Written task: Retype everything from the start of the entries down to the line containing "[[[508,271],[599,280],[606,291],[606,194],[504,197]]]", with both ends included. Leave the pictures out of your answer.

[Image outline annotation entries]
— Start —

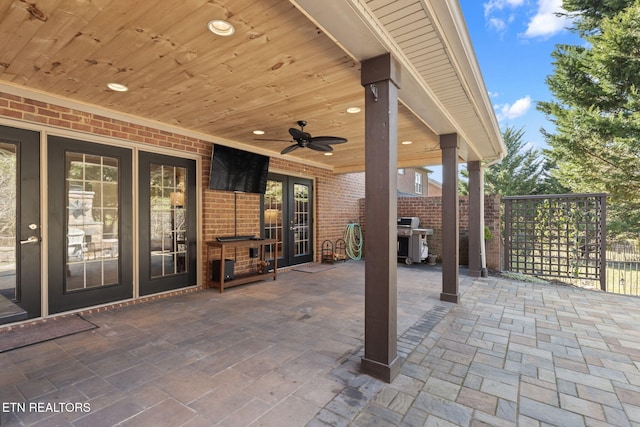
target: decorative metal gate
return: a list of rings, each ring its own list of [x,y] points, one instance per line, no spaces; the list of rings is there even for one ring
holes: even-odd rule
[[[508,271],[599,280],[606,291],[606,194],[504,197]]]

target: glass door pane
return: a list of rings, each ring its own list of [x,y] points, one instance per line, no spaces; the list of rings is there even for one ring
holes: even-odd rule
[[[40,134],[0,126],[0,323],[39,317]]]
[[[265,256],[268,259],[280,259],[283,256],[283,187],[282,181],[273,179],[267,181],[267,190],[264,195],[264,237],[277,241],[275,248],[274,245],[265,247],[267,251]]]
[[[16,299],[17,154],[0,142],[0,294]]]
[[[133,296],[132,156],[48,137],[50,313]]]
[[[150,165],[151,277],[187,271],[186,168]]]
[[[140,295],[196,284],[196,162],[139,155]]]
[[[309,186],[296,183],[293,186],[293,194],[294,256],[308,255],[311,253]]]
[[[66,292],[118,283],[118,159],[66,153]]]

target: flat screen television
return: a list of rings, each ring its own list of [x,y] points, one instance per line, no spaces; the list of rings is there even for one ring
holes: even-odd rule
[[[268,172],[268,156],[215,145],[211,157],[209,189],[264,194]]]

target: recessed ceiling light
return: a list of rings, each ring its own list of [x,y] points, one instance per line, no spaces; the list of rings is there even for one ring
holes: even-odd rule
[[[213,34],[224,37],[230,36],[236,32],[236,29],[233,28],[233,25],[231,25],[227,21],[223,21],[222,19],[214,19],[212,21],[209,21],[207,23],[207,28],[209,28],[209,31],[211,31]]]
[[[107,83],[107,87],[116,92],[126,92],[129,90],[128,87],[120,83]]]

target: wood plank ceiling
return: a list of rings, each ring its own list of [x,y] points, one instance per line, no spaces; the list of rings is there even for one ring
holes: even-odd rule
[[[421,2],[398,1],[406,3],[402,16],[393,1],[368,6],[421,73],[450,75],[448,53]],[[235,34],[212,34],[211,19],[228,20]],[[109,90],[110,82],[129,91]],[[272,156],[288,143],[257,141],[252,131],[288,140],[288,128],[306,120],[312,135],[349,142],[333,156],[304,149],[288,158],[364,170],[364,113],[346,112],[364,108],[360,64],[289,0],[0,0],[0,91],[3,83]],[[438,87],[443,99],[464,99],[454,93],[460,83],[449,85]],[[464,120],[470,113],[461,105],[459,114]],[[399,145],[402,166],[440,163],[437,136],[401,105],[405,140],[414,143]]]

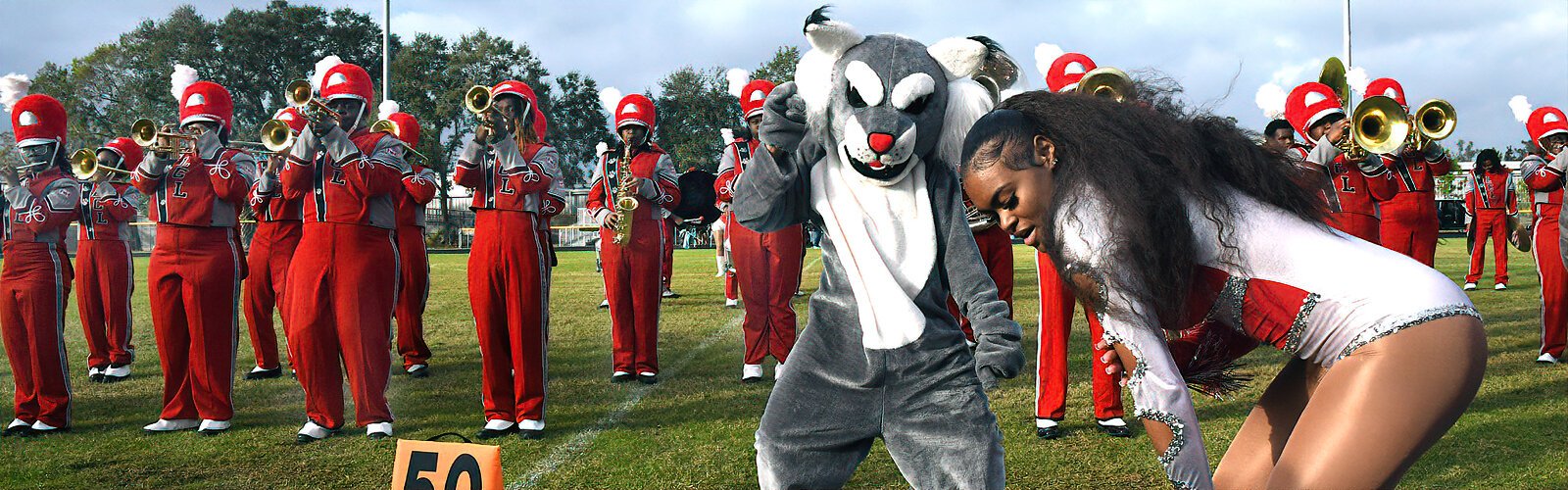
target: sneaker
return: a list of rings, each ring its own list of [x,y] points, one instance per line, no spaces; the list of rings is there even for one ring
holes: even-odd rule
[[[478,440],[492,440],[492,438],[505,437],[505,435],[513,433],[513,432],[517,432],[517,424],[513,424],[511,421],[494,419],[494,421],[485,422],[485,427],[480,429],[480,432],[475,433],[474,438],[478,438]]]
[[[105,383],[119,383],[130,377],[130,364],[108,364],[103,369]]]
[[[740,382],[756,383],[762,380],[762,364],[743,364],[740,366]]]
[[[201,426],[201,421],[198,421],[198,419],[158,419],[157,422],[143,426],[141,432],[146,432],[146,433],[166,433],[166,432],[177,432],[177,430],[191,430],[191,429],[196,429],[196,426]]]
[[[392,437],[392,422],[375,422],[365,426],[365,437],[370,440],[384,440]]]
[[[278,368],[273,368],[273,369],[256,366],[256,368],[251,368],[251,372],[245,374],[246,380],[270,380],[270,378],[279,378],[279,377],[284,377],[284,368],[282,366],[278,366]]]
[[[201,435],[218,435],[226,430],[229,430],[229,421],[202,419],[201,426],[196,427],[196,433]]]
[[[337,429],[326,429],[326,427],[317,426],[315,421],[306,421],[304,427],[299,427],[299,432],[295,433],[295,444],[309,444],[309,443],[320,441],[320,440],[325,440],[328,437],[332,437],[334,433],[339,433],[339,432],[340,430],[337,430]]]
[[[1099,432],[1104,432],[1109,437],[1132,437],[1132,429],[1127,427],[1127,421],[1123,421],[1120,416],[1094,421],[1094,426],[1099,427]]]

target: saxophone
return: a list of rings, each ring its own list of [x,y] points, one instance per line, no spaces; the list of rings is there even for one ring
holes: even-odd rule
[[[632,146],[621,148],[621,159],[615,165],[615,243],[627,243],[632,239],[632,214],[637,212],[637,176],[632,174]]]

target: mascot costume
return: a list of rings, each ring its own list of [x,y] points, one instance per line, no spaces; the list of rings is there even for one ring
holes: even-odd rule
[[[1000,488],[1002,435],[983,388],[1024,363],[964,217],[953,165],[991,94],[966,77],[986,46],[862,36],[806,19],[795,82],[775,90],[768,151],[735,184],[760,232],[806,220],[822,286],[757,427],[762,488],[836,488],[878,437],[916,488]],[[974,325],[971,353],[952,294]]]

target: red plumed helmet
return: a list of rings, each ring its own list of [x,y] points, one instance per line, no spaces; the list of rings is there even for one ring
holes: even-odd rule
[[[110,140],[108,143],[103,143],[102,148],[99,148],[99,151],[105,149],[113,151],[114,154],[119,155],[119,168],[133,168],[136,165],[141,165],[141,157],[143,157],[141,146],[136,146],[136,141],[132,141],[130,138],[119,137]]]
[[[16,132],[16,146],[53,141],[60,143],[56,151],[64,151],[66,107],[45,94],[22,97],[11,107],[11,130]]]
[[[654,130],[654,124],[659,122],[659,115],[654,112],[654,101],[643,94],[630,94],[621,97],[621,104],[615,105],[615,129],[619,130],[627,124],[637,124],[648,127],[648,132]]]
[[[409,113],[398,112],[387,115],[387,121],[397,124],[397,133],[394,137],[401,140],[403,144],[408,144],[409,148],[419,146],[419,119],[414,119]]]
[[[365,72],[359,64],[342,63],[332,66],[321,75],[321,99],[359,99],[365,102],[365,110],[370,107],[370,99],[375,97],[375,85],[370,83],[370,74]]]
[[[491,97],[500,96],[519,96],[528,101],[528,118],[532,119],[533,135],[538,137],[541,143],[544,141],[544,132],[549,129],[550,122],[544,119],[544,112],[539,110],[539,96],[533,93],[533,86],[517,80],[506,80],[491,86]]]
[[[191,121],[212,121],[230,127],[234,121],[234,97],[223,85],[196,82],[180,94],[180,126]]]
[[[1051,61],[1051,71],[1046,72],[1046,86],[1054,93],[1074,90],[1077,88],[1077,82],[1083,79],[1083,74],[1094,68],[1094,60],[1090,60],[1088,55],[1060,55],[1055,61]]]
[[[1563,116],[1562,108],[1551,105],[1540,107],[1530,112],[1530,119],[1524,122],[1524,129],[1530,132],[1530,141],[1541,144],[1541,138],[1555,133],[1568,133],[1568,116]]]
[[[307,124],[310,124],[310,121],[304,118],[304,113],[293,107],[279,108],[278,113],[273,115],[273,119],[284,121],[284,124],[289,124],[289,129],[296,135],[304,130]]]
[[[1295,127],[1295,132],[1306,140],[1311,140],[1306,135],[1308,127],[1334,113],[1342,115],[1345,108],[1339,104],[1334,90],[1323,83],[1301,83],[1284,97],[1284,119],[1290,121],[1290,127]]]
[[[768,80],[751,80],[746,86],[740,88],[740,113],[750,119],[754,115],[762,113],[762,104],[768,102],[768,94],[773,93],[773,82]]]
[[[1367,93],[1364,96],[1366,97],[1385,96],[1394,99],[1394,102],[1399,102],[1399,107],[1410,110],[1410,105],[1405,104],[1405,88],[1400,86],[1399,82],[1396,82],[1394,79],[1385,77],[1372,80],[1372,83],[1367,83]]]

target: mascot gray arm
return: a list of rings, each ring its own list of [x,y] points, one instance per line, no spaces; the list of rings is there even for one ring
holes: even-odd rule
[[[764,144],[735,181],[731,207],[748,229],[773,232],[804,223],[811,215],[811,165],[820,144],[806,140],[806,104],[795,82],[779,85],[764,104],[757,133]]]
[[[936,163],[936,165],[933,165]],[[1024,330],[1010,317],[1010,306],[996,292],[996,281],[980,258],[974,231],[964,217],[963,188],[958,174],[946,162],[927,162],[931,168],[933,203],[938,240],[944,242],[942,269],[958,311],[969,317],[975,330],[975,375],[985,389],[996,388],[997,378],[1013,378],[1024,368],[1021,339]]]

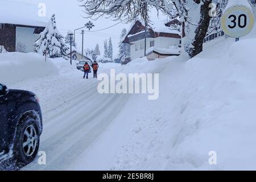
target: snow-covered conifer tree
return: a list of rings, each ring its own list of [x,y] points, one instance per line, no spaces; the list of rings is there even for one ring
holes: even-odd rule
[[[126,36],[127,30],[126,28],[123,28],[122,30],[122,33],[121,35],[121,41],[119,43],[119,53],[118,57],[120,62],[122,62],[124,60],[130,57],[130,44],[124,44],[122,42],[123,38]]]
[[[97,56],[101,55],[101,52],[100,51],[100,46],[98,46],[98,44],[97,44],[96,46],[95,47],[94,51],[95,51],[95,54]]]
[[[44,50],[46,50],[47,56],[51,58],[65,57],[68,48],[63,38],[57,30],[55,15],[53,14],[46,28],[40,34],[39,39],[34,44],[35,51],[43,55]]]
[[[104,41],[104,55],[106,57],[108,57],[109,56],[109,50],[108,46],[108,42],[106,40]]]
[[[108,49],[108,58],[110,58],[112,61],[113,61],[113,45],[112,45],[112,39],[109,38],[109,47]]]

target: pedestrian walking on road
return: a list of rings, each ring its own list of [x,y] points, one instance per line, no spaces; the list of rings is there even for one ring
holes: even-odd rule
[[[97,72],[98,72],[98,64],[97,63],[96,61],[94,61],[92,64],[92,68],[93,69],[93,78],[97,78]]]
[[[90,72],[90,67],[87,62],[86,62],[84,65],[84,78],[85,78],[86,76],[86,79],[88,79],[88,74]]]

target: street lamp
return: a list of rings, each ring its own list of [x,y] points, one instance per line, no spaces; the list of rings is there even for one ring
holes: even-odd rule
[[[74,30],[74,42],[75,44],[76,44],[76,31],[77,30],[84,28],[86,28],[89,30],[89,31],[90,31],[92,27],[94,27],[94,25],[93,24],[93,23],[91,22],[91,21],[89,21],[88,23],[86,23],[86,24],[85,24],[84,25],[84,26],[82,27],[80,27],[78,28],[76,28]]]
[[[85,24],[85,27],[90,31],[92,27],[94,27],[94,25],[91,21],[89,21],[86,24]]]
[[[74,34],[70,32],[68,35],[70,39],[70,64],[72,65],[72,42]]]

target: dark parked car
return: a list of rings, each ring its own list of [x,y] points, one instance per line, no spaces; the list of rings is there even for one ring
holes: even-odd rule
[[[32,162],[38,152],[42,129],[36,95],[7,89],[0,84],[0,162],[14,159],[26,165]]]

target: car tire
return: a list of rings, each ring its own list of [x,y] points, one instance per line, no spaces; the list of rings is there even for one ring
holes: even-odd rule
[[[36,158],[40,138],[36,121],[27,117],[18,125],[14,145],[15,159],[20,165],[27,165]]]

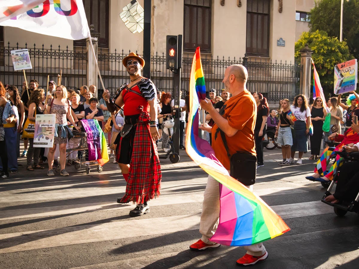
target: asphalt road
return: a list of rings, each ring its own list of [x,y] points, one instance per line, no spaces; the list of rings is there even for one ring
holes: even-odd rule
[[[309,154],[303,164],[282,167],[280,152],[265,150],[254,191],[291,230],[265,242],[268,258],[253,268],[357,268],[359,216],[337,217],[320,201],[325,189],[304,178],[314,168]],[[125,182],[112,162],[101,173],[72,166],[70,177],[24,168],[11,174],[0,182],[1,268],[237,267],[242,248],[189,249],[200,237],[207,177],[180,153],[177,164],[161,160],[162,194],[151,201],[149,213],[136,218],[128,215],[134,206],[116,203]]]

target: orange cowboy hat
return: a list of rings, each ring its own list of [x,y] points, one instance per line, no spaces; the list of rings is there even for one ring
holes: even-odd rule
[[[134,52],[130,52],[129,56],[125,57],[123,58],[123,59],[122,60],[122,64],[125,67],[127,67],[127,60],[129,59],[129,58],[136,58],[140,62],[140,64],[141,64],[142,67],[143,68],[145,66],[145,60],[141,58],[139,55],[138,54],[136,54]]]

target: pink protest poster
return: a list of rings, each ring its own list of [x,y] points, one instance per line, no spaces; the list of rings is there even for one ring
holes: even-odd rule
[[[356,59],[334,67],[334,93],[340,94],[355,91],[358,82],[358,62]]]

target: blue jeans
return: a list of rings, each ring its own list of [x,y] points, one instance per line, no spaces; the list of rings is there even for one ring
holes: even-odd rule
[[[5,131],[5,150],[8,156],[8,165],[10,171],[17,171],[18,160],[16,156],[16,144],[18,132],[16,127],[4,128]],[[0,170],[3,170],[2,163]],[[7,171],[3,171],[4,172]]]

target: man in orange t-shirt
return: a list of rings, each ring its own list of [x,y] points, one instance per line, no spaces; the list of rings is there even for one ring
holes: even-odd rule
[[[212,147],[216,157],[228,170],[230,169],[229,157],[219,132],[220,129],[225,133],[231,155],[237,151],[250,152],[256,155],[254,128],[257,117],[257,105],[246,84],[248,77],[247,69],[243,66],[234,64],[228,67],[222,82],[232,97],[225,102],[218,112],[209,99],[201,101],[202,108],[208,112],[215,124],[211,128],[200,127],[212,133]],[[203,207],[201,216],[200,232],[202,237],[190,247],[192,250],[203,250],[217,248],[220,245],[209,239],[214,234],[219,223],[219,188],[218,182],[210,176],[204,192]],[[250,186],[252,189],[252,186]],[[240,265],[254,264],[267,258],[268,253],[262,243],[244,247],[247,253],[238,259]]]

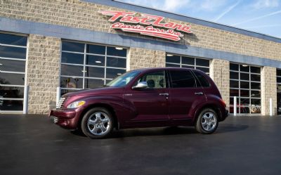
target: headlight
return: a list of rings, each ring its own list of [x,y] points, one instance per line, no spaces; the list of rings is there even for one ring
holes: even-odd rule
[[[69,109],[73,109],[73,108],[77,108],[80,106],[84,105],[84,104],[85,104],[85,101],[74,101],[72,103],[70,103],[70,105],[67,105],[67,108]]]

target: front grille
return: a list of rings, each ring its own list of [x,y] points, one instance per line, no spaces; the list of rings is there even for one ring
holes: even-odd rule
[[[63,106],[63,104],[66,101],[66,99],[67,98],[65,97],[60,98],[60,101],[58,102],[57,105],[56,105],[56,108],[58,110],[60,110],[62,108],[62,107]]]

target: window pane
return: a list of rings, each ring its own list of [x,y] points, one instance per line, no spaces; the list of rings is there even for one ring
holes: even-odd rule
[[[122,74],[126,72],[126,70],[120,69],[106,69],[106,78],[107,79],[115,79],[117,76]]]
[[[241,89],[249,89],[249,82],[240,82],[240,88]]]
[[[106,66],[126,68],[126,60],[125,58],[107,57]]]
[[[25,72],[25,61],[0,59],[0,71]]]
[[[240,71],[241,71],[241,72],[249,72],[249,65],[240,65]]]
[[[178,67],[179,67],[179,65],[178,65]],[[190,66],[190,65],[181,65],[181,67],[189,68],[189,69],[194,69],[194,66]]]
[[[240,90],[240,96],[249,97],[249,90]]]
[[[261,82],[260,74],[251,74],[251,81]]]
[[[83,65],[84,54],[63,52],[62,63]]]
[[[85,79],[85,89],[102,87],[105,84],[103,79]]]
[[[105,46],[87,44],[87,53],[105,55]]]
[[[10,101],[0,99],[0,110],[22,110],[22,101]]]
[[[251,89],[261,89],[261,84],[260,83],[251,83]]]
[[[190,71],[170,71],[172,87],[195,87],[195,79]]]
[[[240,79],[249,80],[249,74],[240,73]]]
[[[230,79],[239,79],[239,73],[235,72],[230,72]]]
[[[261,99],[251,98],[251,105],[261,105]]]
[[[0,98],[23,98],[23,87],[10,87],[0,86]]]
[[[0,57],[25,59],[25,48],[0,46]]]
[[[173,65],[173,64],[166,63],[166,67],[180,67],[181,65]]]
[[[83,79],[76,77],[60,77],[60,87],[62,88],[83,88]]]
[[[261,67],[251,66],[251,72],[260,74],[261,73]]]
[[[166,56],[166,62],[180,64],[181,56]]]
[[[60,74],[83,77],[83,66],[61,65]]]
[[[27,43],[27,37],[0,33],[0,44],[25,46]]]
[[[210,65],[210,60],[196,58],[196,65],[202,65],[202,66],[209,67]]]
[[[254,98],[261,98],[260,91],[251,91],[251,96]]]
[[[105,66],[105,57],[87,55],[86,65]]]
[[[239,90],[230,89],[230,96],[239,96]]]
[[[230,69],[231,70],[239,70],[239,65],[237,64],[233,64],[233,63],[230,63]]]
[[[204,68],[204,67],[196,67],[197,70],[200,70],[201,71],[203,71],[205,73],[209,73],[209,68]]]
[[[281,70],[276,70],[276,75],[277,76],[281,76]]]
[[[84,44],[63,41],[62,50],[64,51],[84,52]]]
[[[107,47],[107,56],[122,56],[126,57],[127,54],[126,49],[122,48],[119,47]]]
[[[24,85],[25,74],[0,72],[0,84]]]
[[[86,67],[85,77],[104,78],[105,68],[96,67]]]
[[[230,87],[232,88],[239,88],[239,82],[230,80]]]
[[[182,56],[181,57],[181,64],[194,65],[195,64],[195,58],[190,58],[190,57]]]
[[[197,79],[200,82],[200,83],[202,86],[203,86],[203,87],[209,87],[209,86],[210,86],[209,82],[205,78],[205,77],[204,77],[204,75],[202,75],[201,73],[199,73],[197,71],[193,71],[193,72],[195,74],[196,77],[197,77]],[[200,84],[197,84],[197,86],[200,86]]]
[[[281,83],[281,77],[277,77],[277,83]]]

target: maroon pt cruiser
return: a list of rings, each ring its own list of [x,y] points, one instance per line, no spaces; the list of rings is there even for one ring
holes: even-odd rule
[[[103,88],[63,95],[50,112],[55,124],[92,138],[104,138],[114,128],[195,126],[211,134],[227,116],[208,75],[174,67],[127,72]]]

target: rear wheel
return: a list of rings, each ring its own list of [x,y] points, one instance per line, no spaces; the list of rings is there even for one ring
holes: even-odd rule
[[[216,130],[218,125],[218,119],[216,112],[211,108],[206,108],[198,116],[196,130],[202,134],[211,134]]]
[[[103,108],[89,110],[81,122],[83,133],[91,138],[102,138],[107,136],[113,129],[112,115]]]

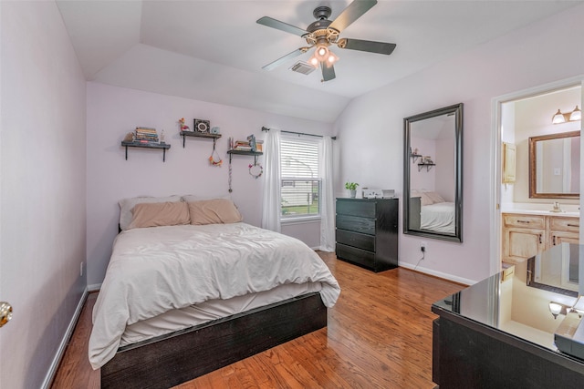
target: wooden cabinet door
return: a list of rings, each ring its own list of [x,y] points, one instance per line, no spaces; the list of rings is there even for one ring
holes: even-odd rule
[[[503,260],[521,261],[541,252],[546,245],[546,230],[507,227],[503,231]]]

— End —

Output for this exercise:
target: decorative metal gate
return: a list of rings, each ring its own list of [x,y] points, one instance per line, no spaces; the list of rings is there even for one ring
holes: even-odd rule
[[[508,271],[599,280],[606,291],[606,194],[504,197]]]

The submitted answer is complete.